Selected excerpt.

◆ ◆ ◆ ◆ ◆

I need help with KairosDB clustering using Cassandra

106 views

Skip to first unread message

Rosita Hormann Lobos

unread,

Dec 23, 2019, 9:26:19 AM12/23/19

to KairosDB

Hello everyone, I am new on time series databases, and I wanted some advice about configuring a cluster of nodes with KairosDB using Cassandra. I have read a lot and I am very lost about how to configure a cluster.

I understand how to do it with Cassandra, for example: if I have 5 nodes, the configuration of each node is: cluster_name=node_1, listen_address=ip address of the node,-seeds:ip address of the rest of the nodes, and then the others have another cluster_name and the listen_addres should be their own IP(correct me if I'm wrong please). Configure the firewall to have the corresponding ports open, After that, all the queries and insertions should be made over any of the nodes specifying the IP of the node, and doing that the data I insert is distributed randomly (by default) on the cluster. I can make it easily using this docker image: https://hub.docker.com/_/cassandra making every new node added "point" to the first one (the "master"?)

Then, for example, if I am making a stand-alone node, I should install and run KairosDB on the server and it would be listening to port 8080 to insert and query data. But here I start having problems understanding how to expand it to a cluster configuration:

1) I should install KairosDB in every node? what configurations should I put on KairosDB?

◆ ◆ ◆ ◆ ◆

(Collected data)

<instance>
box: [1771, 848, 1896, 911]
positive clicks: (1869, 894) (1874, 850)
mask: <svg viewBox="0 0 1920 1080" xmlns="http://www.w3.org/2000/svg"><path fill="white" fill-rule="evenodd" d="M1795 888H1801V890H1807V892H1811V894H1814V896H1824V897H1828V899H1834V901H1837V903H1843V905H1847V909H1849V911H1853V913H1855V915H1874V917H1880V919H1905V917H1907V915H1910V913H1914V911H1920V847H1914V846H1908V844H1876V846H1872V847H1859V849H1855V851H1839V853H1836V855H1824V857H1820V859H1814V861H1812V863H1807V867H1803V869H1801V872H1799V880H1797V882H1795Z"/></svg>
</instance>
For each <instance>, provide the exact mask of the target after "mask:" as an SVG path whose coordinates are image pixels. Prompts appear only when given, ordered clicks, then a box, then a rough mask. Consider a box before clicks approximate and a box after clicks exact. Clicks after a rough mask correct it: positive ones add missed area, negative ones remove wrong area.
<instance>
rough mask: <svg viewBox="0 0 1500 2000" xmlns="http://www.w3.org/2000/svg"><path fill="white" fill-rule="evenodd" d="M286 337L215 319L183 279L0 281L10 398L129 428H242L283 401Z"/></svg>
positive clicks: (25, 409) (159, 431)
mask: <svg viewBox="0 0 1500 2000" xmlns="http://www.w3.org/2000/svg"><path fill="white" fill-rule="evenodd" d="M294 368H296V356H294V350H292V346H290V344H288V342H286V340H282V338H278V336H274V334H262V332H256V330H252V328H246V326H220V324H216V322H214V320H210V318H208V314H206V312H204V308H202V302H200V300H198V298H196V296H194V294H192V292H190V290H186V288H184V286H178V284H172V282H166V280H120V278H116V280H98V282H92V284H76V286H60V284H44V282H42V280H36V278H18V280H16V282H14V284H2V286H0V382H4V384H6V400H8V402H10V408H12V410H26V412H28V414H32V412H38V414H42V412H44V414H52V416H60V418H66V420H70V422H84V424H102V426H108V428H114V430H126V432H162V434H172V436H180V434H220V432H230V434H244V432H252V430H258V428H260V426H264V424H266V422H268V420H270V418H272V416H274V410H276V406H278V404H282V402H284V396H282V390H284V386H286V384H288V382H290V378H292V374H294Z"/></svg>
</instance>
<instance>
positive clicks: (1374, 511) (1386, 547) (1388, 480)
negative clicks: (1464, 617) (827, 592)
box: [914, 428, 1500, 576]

◆ ◆ ◆ ◆ ◆

Your tasks.
[1] Translate this sentence from the KairosDB clustering thread into Spanish: "I have read a lot and I am very lost about how to configure a cluster."
[2] List every Cassandra configuration setting that the KairosDB clustering thread names in its five-node example.

Solution set.
[1] He leído mucho y estoy muy perdida sobre cómo configurar un clúster.

[2]
- cluster_name
- listen_address
- seeds